**Instructions for the task**
The answer is all of the data repeated exactly, with each picture omitted.
----- Provided records -----
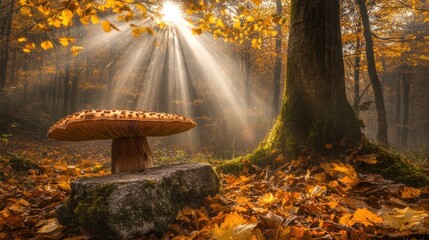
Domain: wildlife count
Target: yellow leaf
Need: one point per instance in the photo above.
(346, 219)
(197, 31)
(236, 24)
(54, 22)
(370, 159)
(64, 185)
(405, 219)
(266, 199)
(366, 217)
(66, 17)
(136, 31)
(42, 9)
(233, 227)
(50, 226)
(150, 30)
(85, 20)
(75, 50)
(107, 27)
(47, 45)
(142, 9)
(95, 19)
(43, 27)
(29, 47)
(317, 190)
(409, 192)
(26, 11)
(65, 41)
(220, 24)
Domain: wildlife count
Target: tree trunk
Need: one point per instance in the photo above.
(130, 154)
(278, 62)
(356, 100)
(6, 26)
(406, 83)
(246, 69)
(372, 72)
(66, 83)
(315, 117)
(398, 111)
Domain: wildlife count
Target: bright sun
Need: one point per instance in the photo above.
(171, 13)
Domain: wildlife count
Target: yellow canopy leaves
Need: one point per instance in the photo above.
(46, 45)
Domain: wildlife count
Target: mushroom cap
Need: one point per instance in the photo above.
(108, 124)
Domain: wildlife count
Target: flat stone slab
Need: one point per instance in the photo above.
(122, 206)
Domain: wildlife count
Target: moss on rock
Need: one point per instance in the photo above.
(88, 210)
(393, 166)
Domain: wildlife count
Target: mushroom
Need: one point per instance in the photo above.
(128, 129)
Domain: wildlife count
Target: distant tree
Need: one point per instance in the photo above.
(372, 72)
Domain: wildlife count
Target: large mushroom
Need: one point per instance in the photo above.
(128, 129)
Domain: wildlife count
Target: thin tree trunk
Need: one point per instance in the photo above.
(66, 83)
(278, 62)
(356, 101)
(372, 72)
(406, 83)
(247, 90)
(4, 54)
(398, 111)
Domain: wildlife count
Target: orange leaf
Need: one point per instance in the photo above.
(366, 217)
(409, 192)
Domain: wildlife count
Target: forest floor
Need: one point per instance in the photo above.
(298, 200)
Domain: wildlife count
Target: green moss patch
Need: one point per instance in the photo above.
(393, 166)
(88, 210)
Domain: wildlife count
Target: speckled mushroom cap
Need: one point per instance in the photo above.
(109, 124)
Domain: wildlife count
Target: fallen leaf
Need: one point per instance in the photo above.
(406, 219)
(409, 192)
(50, 226)
(366, 217)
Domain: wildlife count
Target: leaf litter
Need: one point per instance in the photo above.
(327, 201)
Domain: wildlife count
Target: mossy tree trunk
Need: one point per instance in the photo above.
(315, 116)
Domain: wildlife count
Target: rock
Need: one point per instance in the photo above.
(122, 206)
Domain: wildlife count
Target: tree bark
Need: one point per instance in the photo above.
(66, 83)
(356, 99)
(406, 83)
(278, 62)
(5, 32)
(372, 72)
(398, 111)
(130, 155)
(315, 117)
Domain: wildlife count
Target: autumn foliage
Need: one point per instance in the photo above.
(300, 199)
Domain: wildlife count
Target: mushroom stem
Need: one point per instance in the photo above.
(130, 154)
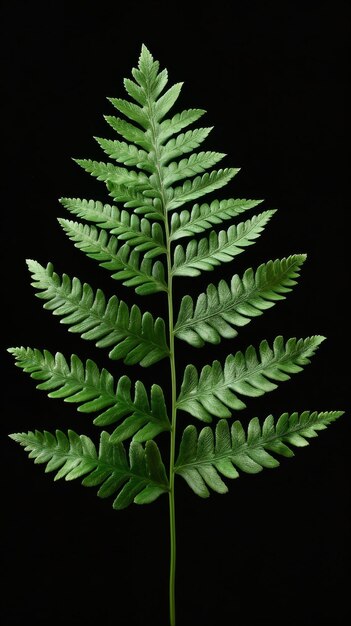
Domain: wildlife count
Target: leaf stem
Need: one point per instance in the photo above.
(172, 519)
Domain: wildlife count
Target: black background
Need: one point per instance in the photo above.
(273, 78)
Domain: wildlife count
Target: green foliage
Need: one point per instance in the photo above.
(97, 392)
(135, 337)
(136, 238)
(221, 308)
(214, 391)
(204, 456)
(140, 479)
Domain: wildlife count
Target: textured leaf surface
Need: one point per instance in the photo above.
(146, 276)
(183, 143)
(141, 478)
(204, 216)
(218, 248)
(199, 186)
(204, 457)
(135, 337)
(97, 392)
(214, 392)
(221, 308)
(195, 164)
(108, 172)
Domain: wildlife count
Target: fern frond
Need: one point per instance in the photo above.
(218, 248)
(183, 143)
(214, 392)
(131, 110)
(146, 276)
(126, 153)
(130, 132)
(135, 337)
(140, 479)
(110, 173)
(197, 163)
(221, 308)
(134, 199)
(199, 186)
(174, 125)
(201, 217)
(205, 456)
(105, 215)
(97, 392)
(140, 234)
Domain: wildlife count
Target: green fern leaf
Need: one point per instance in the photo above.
(146, 276)
(204, 216)
(199, 186)
(126, 153)
(174, 125)
(135, 337)
(131, 110)
(97, 392)
(140, 234)
(218, 248)
(221, 308)
(108, 172)
(195, 164)
(183, 143)
(141, 479)
(205, 456)
(130, 132)
(248, 374)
-----
**Answer to the exercise**
Domain: wildlife count
Target: yellow leaf
Need: one point per instance in the photo above.
(346, 219)
(197, 31)
(236, 24)
(54, 22)
(370, 159)
(64, 185)
(405, 219)
(266, 199)
(366, 217)
(66, 17)
(136, 31)
(42, 9)
(233, 227)
(50, 226)
(150, 30)
(85, 20)
(75, 50)
(107, 27)
(47, 45)
(142, 9)
(95, 19)
(43, 27)
(29, 47)
(317, 190)
(409, 192)
(26, 11)
(65, 41)
(220, 24)
Domain: wildlife count
Target: tree trunk
Need: one point per instance in the photo above.
(130, 154)
(278, 62)
(356, 100)
(6, 26)
(406, 83)
(246, 69)
(372, 72)
(66, 83)
(315, 117)
(398, 111)
Domain: wildlife count
Target: bright sun
Need: one point per instance in the photo above.
(171, 13)
Domain: wildlife count
Target: yellow canopy leaves
Need: one point per instance in the photo above.
(46, 45)
Domain: wildlife count
Target: mushroom cap
Need: one point per instance in the photo above.
(108, 124)
Domain: wildlife count
Target: flat stone slab
Need: one point per instance in the photo above.
(122, 206)
Domain: wildlife count
Target: moss on rock
Need: one point per instance in the photo above.
(88, 210)
(393, 166)
Domain: wildlife count
Target: mushroom
Need: one point per instance in the photo above.
(128, 129)
Domain: wildlife count
Target: distant tree
Need: one point per instance in the photo above.
(372, 72)
Domain: wildlife count
Target: large mushroom
Need: one point per instance in the photo above.
(128, 129)
Domain: wildlife count
Target: thin tree trunk
Need: one point per instance in the photo above.
(66, 83)
(278, 62)
(356, 101)
(372, 72)
(406, 83)
(247, 90)
(4, 54)
(398, 111)
Domain: wildlife count
Target: orange leaf
Need: one point per instance in the photo above.
(366, 217)
(409, 192)
Domain: wildlife count
Target: forest floor
Need: one point per instance in the photo above.
(298, 200)
Domain: wildlife count
Target: green moss patch
Need: one point per instance in the photo above.
(393, 166)
(88, 210)
Domain: wildlife count
Target: speckled mushroom cap
Need: one point per instance in the photo above.
(109, 124)
Domain: wildlife count
Target: fallen leaf
Need: one point per instance in the photo above.
(406, 219)
(409, 192)
(50, 226)
(366, 217)
Domain: wildlife count
Target: leaf litter
Need: one point per instance in the photo above.
(327, 201)
Domain: wildlife count
Target: mossy tree trunk
Need: one point per instance in the photo above.
(315, 116)
Domain: wildlife count
Target: rock
Need: one point per instance in the photo above.
(122, 206)
Domain: wildlife count
Target: tree bark
Need: one point per instance in the photo above.
(66, 83)
(356, 99)
(406, 83)
(278, 62)
(5, 32)
(372, 72)
(398, 111)
(130, 155)
(315, 117)
Domain: wildlife count
Target: autumn foliage
Need: one point per instance in the photo above.
(300, 199)
Domain: wildlife count
Target: mushroom stem
Need: one point per instance in the photo above.
(130, 154)
Domain: wildlife count
Target: leaf stem
Need: one point per instance in the photo above.
(172, 519)
Domain: wildlife count
Target: black background
Need: one point per instance in the photo above.
(273, 78)
Domain: wildlife count
Target: green foliage
Need: one point per instance in the photo above.
(97, 392)
(135, 337)
(136, 238)
(221, 308)
(214, 391)
(204, 456)
(140, 479)
Domain: wildlife count
Target: textured leaf surface
Need: one point per instance in the photo above.
(146, 276)
(183, 143)
(141, 478)
(204, 216)
(218, 248)
(199, 186)
(204, 457)
(135, 337)
(97, 392)
(214, 392)
(221, 308)
(195, 164)
(108, 172)
Domain: wildlife count
Target: fern frond
Need: one point per instance in the photo above.
(218, 248)
(183, 143)
(214, 392)
(131, 110)
(146, 276)
(126, 153)
(130, 132)
(135, 337)
(140, 479)
(110, 173)
(197, 163)
(221, 308)
(134, 199)
(199, 186)
(174, 125)
(201, 217)
(205, 456)
(105, 215)
(97, 392)
(140, 234)
Domain: wildlife count
Target: green fern leaf
Need: one point per instance in the photo above.
(146, 276)
(204, 216)
(199, 186)
(126, 153)
(174, 125)
(135, 337)
(131, 110)
(97, 392)
(140, 234)
(218, 248)
(221, 308)
(108, 172)
(195, 164)
(183, 143)
(141, 479)
(205, 456)
(130, 132)
(248, 374)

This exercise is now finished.